Spark to PostgreSQL – Real-time data processing pipeline – Part 5

Previously I have demonstrated how streaming data can be read and transformed in Apache Spark. This time I use Spark to persist that data in PostgreSQL.

Quick recap – Spark and JDBC

As mentioned in the post related to ActiveMQ, Spark and Bahir, Spark does not provide a JDBC sink out of the box. Therefore, I will have to use the foreach sink and implement an extension of the org.apache.spark.sql.ForeachWriter. It will take each individual data row and write it to PostgreSQL.

Preparing PostgreSQL

TimescaleDB logo

Even though I want to use PostgreSQL, I am actually going to use a TimescaleDB docker image.

But no worry. TimescaleDB is an extension of PostgreSQL and offers some great features that are especially useful for processing time series data. I plan to explore some of these features in the future. For more information about installing TimescaleDB under Docker, click here.

But no worry. TimescaleDB is an extension of PostgreSQL and offers some great features that are especially useful for processing time series data. I plan to investigate some of these features in the future, so I decided to use the TimescaleDB Docker image already. More information about installing TimescaleDB under Docker can be found here.

Looking at the data columns gives you an idea of ​​which columns are needed in the database.

The previously transformed data
The previously transformed data

This leads me to the following create statement for the sensor_data table in the database named pipeline.

** INSTRUCTION **
Copy out the post on persisting Spark data in PostgreSQL in full, word for word. None of the material that follows is needed for the tasks on this page.

** AVAILABLE DATA **

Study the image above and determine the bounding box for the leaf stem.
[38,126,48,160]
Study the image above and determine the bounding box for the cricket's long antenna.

** TASK ANSWER **
Spark to PostgreSQL – Real-time data processing pipeline – Part 5

Previously I have demonstrated how streaming data can be read and transformed in Apache Spark. This time I use Spark to persist that data in PostgreSQL.

Quick recap – Spark and JDBC

As mentioned in the post related to ActiveMQ, Spark and Bahir, Spark does not provide a JDBC sink out of the box. Therefore, I will have to use the foreach sink and implement an extension of the org.apache.spark.sql.ForeachWriter. It will take each individual data row and write it to PostgreSQL.

Preparing PostgreSQL

TimescaleDB logo

Even though I want to use PostgreSQL, I am actually going to use a TimescaleDB docker image.

But no worry. TimescaleDB is an extension of PostgreSQL and offers some great features that are especially useful for processing time series data. I plan to explore some of these features in the future. For more information about installing TimescaleDB under Docker, click here.

But no worry. TimescaleDB is an extension of PostgreSQL and offers some great features that are especially useful for processing time series data. I plan to investigate some of these features in the future, so I decided to use the TimescaleDB Docker image already. More information about installing TimescaleDB under Docker can be found here.

Looking at the data columns gives you an idea of ​​which columns are needed in the database.

The previously transformed data
The previously transformed data

This leads me to the following create statement for the sensor_data table in the database named pipeline.